### Work instructions:
Here, the job is to give back every entry below unchanged, omitting pictures.

━━━━━━

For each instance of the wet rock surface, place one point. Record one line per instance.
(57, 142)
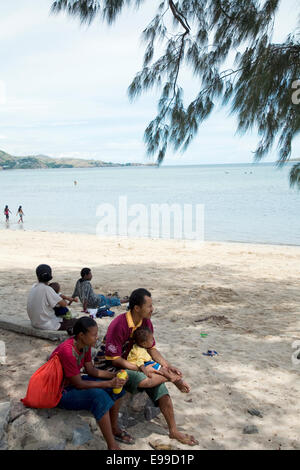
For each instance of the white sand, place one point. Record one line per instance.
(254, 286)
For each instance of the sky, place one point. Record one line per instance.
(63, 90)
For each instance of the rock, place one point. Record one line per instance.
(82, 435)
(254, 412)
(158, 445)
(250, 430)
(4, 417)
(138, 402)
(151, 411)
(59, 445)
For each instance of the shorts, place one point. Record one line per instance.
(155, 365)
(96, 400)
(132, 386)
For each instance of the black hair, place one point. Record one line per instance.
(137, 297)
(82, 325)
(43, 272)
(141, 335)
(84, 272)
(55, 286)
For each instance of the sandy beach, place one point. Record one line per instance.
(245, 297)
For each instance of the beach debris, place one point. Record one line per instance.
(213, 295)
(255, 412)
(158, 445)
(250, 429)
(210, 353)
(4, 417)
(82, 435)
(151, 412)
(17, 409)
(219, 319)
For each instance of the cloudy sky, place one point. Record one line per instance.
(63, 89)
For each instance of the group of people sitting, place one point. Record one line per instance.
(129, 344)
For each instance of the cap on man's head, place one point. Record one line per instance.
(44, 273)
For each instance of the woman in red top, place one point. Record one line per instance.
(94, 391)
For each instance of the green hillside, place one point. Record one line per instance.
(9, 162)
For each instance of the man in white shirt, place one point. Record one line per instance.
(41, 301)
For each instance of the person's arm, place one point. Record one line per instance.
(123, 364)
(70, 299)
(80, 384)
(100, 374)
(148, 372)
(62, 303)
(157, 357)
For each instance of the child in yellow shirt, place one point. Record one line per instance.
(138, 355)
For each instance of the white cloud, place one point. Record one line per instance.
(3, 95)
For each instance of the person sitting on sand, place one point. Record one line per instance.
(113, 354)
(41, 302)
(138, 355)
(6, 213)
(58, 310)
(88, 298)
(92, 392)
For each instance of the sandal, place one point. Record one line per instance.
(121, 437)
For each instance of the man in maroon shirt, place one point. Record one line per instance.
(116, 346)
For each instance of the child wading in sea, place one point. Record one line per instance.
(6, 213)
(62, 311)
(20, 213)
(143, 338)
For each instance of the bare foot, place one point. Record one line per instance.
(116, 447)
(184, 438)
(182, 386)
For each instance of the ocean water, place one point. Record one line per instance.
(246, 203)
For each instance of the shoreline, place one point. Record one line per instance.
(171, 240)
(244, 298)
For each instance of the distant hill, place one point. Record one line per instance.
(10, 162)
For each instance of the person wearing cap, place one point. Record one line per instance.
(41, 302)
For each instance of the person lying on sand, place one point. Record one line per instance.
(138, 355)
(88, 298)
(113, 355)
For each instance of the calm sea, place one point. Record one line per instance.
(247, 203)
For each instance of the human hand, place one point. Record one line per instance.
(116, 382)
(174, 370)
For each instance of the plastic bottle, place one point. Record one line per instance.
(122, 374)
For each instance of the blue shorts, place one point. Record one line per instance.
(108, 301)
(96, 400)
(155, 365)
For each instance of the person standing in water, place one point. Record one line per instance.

━━━━━━

### Result:
For each instance of the wet rock surface, place one point. Record one line per instance.
(57, 142)
For each instance of the white sand, place one point. Record one line per instance.
(254, 286)
For each instance of the sky, place one point. Record one line per instance.
(63, 90)
For each instance of the rock, place one point. Record one line per instance.
(82, 435)
(254, 412)
(158, 445)
(250, 430)
(4, 417)
(138, 402)
(151, 411)
(59, 445)
For each instance of the shorts, place one point. Record one line per instance.
(155, 365)
(96, 400)
(132, 386)
For each instance of the black hair, place one point. Record one line per instance.
(137, 297)
(82, 325)
(43, 272)
(141, 335)
(84, 272)
(55, 286)
For each instance of the sandy beach, place one point. Record one line per instance.
(245, 297)
For each instance of the beach debris, place one point. Record one line per instance.
(213, 295)
(255, 412)
(158, 445)
(250, 429)
(210, 353)
(4, 417)
(82, 435)
(151, 412)
(17, 409)
(219, 319)
For each instance of the cloudy sky, place one point. Record one line per instance.
(63, 89)
For each instance of the group of people sitting, place one point. Record one line per instance.
(129, 344)
For each instance of the cap on man's head, place one point. Record one line per instance.
(44, 273)
For each instance of the woman in red top, place one point. Record one line per instance.
(94, 391)
For each instance of the green hillside, place one point. Record one line per instance.
(9, 162)
For each instance of the man in white shirt, place one point. Record one line per instance.
(41, 301)
For each instance of the person's arm, place one point. Record one line per instance.
(123, 364)
(70, 299)
(80, 384)
(100, 374)
(148, 372)
(62, 303)
(157, 357)
For each instance of the child in yellow shirt, place one point. Record one line per instance.
(138, 355)
For each instance of the white cloud, place one point. Record one line per instance.
(3, 95)
For each instance of the person sitting on sand, place one point. Record one line per instance.
(113, 354)
(41, 302)
(138, 355)
(6, 213)
(58, 310)
(88, 298)
(92, 392)
For each instance of the sandal, place one point. Record one line per instance.
(121, 437)
For each instance of the man in maroon shirt, place one point. Record one line per instance.
(116, 346)
For each instance of the child wading in sea, place one point. Record one line per instance.
(6, 213)
(62, 311)
(20, 213)
(143, 338)
For each instance of the bare foot, place one point. Record one line per instance.
(116, 447)
(184, 438)
(182, 386)
For each instance of the ocean water, place one point. Record one line per instance.
(246, 203)
For each instance of the shoreline, place one point. Record one line per instance.
(171, 240)
(244, 298)
For each instance of the distant hill, place one point. Record one line per instance.
(10, 162)
For each instance of the person wearing cap, place one point. Record one line per instance.
(41, 302)
For each instance of the person lying on sand, place one point. Record one line per instance.
(138, 355)
(88, 298)
(113, 355)
For each instance of the calm sea, place one point. Record one line per instance.
(247, 203)
For each instance of the human hand, place one point. Record one line per instance.
(116, 382)
(174, 370)
For each instance of the plastic bottle, place one point. Record one line per instance.
(122, 374)
For each instance of the blue shorts, place one point. Record one line per instance.
(108, 301)
(96, 400)
(155, 365)
For each instance of the person standing in water, place one point. Record one line per instance.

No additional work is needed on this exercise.